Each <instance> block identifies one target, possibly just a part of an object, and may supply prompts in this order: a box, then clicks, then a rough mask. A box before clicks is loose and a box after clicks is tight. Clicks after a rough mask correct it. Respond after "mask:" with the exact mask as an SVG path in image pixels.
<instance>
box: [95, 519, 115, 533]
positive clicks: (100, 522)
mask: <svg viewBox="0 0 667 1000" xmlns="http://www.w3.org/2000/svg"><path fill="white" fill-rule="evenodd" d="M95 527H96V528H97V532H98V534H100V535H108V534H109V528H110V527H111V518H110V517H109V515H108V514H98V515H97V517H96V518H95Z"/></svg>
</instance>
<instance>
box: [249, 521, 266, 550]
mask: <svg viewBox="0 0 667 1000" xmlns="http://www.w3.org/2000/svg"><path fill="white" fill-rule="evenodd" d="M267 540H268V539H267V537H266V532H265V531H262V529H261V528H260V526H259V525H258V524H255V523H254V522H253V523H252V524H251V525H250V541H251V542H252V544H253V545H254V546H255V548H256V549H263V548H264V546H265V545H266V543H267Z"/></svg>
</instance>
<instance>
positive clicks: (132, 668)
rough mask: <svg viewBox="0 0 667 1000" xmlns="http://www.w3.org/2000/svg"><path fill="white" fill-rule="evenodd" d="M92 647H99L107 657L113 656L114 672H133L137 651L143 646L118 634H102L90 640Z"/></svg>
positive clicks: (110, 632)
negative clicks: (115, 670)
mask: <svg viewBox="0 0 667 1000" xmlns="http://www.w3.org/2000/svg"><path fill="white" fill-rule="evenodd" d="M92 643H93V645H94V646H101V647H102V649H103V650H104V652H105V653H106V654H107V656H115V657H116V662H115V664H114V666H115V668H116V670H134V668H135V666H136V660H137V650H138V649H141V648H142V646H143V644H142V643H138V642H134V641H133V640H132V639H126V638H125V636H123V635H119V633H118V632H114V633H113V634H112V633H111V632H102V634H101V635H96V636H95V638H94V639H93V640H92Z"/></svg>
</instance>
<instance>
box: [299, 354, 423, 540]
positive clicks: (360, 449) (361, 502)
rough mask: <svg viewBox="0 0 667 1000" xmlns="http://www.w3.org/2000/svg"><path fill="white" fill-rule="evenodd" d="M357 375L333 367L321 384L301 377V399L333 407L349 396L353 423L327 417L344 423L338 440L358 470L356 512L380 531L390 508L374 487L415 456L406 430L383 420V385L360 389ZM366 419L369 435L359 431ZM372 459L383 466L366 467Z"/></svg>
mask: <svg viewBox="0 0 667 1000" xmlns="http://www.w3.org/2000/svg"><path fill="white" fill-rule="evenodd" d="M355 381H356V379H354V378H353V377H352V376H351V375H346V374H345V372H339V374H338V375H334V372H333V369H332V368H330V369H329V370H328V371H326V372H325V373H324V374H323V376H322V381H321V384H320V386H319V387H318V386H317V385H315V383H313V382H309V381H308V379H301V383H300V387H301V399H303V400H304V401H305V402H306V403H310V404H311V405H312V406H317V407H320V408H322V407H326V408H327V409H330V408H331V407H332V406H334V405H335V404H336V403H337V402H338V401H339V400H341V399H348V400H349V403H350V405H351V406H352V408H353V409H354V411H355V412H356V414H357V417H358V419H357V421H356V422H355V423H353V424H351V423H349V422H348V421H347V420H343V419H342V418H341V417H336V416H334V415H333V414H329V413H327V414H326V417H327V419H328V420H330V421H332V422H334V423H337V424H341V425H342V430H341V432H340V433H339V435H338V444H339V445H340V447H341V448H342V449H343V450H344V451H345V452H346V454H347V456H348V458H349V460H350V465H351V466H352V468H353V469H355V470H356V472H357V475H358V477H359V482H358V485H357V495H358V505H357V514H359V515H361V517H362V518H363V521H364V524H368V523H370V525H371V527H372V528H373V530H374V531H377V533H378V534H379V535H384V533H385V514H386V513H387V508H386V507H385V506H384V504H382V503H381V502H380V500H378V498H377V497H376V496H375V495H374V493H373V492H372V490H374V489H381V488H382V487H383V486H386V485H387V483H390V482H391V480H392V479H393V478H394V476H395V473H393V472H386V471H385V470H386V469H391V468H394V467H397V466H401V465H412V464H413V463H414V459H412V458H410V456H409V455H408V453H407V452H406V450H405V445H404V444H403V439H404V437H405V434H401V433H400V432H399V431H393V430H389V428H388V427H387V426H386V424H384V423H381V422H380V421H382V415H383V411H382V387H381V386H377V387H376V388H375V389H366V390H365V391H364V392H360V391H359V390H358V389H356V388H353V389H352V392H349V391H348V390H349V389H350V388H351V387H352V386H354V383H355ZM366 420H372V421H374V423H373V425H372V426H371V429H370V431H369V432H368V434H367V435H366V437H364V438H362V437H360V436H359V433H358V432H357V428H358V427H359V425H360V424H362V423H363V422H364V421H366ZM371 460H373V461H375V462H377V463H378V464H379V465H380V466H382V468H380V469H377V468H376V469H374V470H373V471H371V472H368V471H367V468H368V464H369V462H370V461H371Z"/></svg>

= What is expected =
Convert every line of the records above into a Markdown table with two columns, Row and Line, numbering the rows and skipping any blank lines.

= Expected answer =
| Row | Line |
|---|---|
| 1 | Each <instance> block identifies one target, possibly just a part of an object, and may supply prompts in this order: a box, then clicks, then a rough mask. A box before clicks is loose and a box after clicks is tight. Clicks after a rough mask correct it. Respond after "mask:" with the exact mask as an SVG path in image pixels. |
| 2 | <instance> |
| 3 | box: [95, 519, 115, 533] |
| 4 | positive clicks: (100, 522) |
| 5 | mask: <svg viewBox="0 0 667 1000" xmlns="http://www.w3.org/2000/svg"><path fill="white" fill-rule="evenodd" d="M95 527H96V528H97V532H98V534H100V535H108V534H109V528H110V527H111V518H110V517H109V515H108V514H98V515H97V517H96V518H95Z"/></svg> |
| 6 | </instance> |
| 7 | <instance> |
| 8 | box: [249, 521, 266, 550] |
| 9 | mask: <svg viewBox="0 0 667 1000" xmlns="http://www.w3.org/2000/svg"><path fill="white" fill-rule="evenodd" d="M267 540H268V539H267V537H266V532H265V531H262V529H261V528H260V526H259V525H258V524H255V523H254V522H253V523H252V524H251V525H250V541H251V542H252V544H253V545H254V546H255V548H256V549H263V548H264V546H265V545H266V543H267Z"/></svg> |
| 10 | </instance> |
| 11 | <instance> |
| 12 | positive clicks: (132, 668) |
| 13 | rough mask: <svg viewBox="0 0 667 1000" xmlns="http://www.w3.org/2000/svg"><path fill="white" fill-rule="evenodd" d="M92 647H99L107 657L113 656L114 672H133L137 651L143 646L118 634H102L90 640Z"/></svg> |
| 14 | positive clicks: (110, 632) |
| 15 | negative clicks: (115, 670) |
| 16 | mask: <svg viewBox="0 0 667 1000" xmlns="http://www.w3.org/2000/svg"><path fill="white" fill-rule="evenodd" d="M92 643H93V645H94V646H101V647H102V649H103V650H104V652H105V653H106V654H107V656H115V657H116V662H115V664H114V666H115V668H116V670H134V668H135V666H136V660H137V650H138V649H141V648H142V646H143V644H142V643H138V642H134V641H133V640H132V639H126V638H125V636H123V635H119V633H118V632H114V633H113V634H112V633H111V632H102V634H101V635H96V636H95V638H94V639H93V640H92Z"/></svg> |
| 17 | </instance> |
| 18 | <instance> |
| 19 | box: [299, 354, 423, 540] |
| 20 | positive clicks: (360, 449) (361, 502) |
| 21 | rough mask: <svg viewBox="0 0 667 1000" xmlns="http://www.w3.org/2000/svg"><path fill="white" fill-rule="evenodd" d="M357 375L333 367L321 384L301 377V399L333 407L349 396L353 423L327 417L344 423L338 440L358 470L356 512L380 531L390 508L374 487L415 456L406 430L383 420V385L360 389ZM366 419L369 435L359 431ZM372 459L383 466L366 467Z"/></svg> |
| 22 | mask: <svg viewBox="0 0 667 1000" xmlns="http://www.w3.org/2000/svg"><path fill="white" fill-rule="evenodd" d="M355 381H356V379H354V378H353V377H352V376H351V375H346V374H345V372H339V374H338V375H334V372H333V369H332V368H330V369H329V370H328V371H326V372H325V373H324V374H323V376H322V381H321V384H320V386H319V387H318V386H317V385H315V383H313V382H309V381H308V379H301V383H300V387H301V399H303V400H304V401H305V402H306V403H310V404H311V405H312V406H317V407H320V408H322V407H326V408H327V409H330V408H331V407H332V406H334V405H335V404H336V403H337V402H338V401H339V400H341V399H348V400H349V403H350V405H351V406H352V408H353V409H354V411H355V412H356V414H357V417H358V419H357V421H356V422H355V423H353V424H351V423H349V422H348V421H347V420H343V419H342V418H341V417H336V416H334V415H333V414H329V413H327V414H326V417H327V419H328V420H330V421H332V422H334V423H337V424H341V425H342V430H341V432H340V433H339V435H338V444H339V445H340V447H341V448H342V449H343V450H344V451H345V452H346V454H347V456H348V458H349V460H350V465H351V466H352V468H353V469H355V470H356V472H357V475H358V477H359V482H358V485H357V495H358V505H357V514H359V515H361V517H362V518H363V521H364V524H368V523H370V525H371V527H372V528H373V530H374V531H377V533H378V534H379V535H384V533H385V514H386V513H387V508H386V507H385V506H384V504H382V503H381V502H380V500H378V498H377V497H376V496H375V495H374V493H373V492H372V490H374V489H381V488H382V487H383V486H386V485H387V483H390V482H391V480H392V479H393V478H394V476H395V473H393V472H386V471H385V470H386V469H391V468H394V467H397V466H401V465H412V464H413V463H414V459H412V458H410V456H409V455H408V453H407V452H406V450H405V445H404V444H403V439H404V437H405V434H401V433H400V432H399V431H393V430H389V428H388V427H387V426H386V424H384V423H381V422H380V421H382V415H383V411H382V387H381V386H377V387H376V388H375V389H366V390H365V391H364V392H360V391H359V390H358V389H356V388H353V389H352V392H349V391H348V390H349V389H350V388H351V387H352V386H354V383H355ZM366 420H372V421H374V423H373V425H372V426H371V429H370V431H369V432H368V434H367V435H366V437H364V438H362V437H360V436H359V433H358V432H357V428H358V427H359V425H360V424H362V423H363V422H364V421H366ZM371 460H373V461H375V462H377V463H378V464H379V465H380V466H382V468H380V469H377V468H376V469H374V470H373V471H371V472H368V471H367V468H368V464H369V462H370V461H371Z"/></svg> |